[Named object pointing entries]
(begin)
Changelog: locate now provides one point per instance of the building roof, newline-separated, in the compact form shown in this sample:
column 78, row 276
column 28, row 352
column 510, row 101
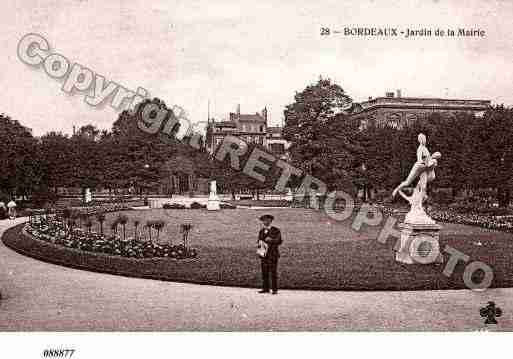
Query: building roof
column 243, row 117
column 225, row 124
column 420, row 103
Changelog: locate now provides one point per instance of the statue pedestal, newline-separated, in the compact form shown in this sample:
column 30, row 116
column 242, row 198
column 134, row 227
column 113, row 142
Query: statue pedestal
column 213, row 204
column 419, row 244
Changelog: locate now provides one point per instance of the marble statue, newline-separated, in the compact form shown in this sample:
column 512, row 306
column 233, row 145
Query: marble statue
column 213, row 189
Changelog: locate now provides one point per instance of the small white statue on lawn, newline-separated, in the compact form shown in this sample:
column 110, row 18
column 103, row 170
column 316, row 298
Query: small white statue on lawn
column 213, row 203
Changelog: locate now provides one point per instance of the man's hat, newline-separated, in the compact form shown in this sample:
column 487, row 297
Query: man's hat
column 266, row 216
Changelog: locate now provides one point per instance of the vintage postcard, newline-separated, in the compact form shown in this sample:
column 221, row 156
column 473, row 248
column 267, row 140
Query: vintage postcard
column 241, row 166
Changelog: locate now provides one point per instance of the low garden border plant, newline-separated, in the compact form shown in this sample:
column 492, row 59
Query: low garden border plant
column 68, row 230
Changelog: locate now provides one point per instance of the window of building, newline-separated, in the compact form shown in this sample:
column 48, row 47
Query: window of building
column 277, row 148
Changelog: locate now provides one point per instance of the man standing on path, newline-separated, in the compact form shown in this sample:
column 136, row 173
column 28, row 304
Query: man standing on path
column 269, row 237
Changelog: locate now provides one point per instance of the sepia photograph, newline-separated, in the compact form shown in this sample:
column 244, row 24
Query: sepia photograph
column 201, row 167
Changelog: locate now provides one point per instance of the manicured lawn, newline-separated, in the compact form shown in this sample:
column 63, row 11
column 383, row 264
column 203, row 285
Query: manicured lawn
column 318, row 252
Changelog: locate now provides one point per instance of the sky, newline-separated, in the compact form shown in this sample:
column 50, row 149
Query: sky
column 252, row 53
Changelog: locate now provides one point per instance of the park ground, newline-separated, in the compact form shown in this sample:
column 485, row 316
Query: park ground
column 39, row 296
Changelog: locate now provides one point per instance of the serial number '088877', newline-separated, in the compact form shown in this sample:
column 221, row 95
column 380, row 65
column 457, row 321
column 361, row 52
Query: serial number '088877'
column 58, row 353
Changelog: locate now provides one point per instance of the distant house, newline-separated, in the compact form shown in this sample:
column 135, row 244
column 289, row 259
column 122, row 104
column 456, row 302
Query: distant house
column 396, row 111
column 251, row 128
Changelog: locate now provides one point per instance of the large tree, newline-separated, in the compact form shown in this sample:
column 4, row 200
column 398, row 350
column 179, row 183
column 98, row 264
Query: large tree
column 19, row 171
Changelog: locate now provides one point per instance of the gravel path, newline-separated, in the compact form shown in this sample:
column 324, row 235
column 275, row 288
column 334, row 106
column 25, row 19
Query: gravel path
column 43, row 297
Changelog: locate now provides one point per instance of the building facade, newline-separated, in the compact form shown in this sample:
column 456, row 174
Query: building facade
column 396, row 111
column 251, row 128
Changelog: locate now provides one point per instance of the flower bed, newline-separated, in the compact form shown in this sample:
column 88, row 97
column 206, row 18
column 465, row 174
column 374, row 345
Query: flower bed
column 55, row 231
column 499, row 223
(end)
### What is needed
Arrange the lines above as a numbered list, skipping any blank lines and omitting the pictures.

### Answer
1. Changelog: locate now provides one point per instance of the building roof, newline-separated, in the compact form shown in this sample:
2. column 78, row 276
3. column 28, row 352
4. column 510, row 101
5. Query: building roof
6. column 243, row 117
7. column 225, row 124
8. column 420, row 103
9. Changelog: locate now provides one point per instance of the statue pedestal, newline-separated, in the compact form shown in this sample:
10. column 30, row 116
11. column 242, row 198
12. column 134, row 227
13. column 113, row 142
14. Query: statue pedestal
15. column 213, row 204
16. column 419, row 244
17. Changelog: locate now provides one point per instance of the marble statue, newline-separated, in the compact form shown in this sample:
18. column 512, row 306
19. column 233, row 145
20. Query: marble statue
21. column 213, row 189
22. Changelog: locate now provides one point per instance of the small white statue on lawn, newline-separated, in the compact form shown in this sample:
23. column 110, row 18
24. column 103, row 170
25. column 316, row 298
26. Query: small white statue on lawn
27. column 213, row 203
28. Changelog: locate now provides one point per instance of the man's hat, newline-separated, in the compact form shown in this sample:
29. column 487, row 297
30. Query: man's hat
31. column 266, row 216
32. Changelog: locate now provides one point per instance of the vintage postcard, newline-separated, in the compact form shown in this sample:
33. column 221, row 156
34. column 473, row 248
35. column 267, row 140
36. Query: vintage postcard
37. column 241, row 166
38. Changelog: locate now provides one point per instance of the low garden border plant, newline-separated, in the compact form shown in this sample:
39. column 492, row 59
40. Query: low garden border plant
41. column 68, row 230
42. Changelog: locate now provides one point per instance of the window of building, newline-separated, in the compact form shown in this sample:
43. column 48, row 47
44. Query: window of building
45. column 277, row 148
46. Changelog: locate now provides one point per instance of the man standing on path, newline-separated, in the compact form shown in this sample:
47. column 136, row 173
48. column 28, row 304
49. Query: man standing on path
50. column 269, row 237
51. Changelog: locate now provides one point per instance of the sepia photograph, newline-separated, in the compact form shown in this sample:
52. column 244, row 24
53. Query: sepia photograph
54. column 201, row 167
55. Changelog: locate now provides one point per instance of the manicured lawn, newline-separated, in the compact form shown in this sample:
56. column 63, row 11
57. column 383, row 264
58. column 203, row 285
59. Query: manicured lawn
60. column 318, row 252
61. Changelog: locate now provides one point per instance of the sky, newline-separated, in the compact form shown in this sample:
62. column 50, row 149
63. Query: sky
64. column 252, row 53
65. Changelog: locate now provides one point per instance of the park ground, newline-separated, in the compact form shown in this sample:
66. column 485, row 316
67. Query: park ground
68. column 39, row 296
69. Changelog: locate now provides one point per instance of the serial number '088877', newline-separated, in the compact form shown in this sample:
70. column 221, row 95
71. column 380, row 65
72. column 457, row 321
73. column 361, row 52
74. Query: serial number '088877'
75. column 58, row 353
76. Changelog: locate now provides one point per instance of the distant house, newline-separated, in the compact form shown in this sample:
77. column 135, row 244
78. column 289, row 259
79. column 122, row 104
80. column 456, row 302
81. Query: distant house
82. column 396, row 111
83. column 251, row 128
84. Changelog: locate now provides one point per instance of the large tree, newline-separated, in the compact form shown in this sample:
85. column 4, row 200
86. column 398, row 350
87. column 179, row 183
88. column 98, row 264
89. Query: large tree
90. column 19, row 171
91. Changelog: locate now provides one point per instance of the gravel path, newline-separated, in the compact form shown in this sample:
92. column 324, row 235
93. column 275, row 288
94. column 334, row 106
95. column 25, row 19
96. Query: gravel path
97. column 43, row 297
98. Changelog: locate now provides one point per instance of the building facade, newline-separated, in the compact form shown in this sample:
99. column 456, row 174
100. Query: building facade
101. column 396, row 111
102. column 251, row 128
103. Changelog: locate now provides one point per instance of the flower bed, newline-separated, in the compact form shown in this sample:
104. column 88, row 97
105. column 206, row 18
106. column 465, row 174
107. column 374, row 345
108. Query: flower bed
109. column 55, row 231
110. column 499, row 223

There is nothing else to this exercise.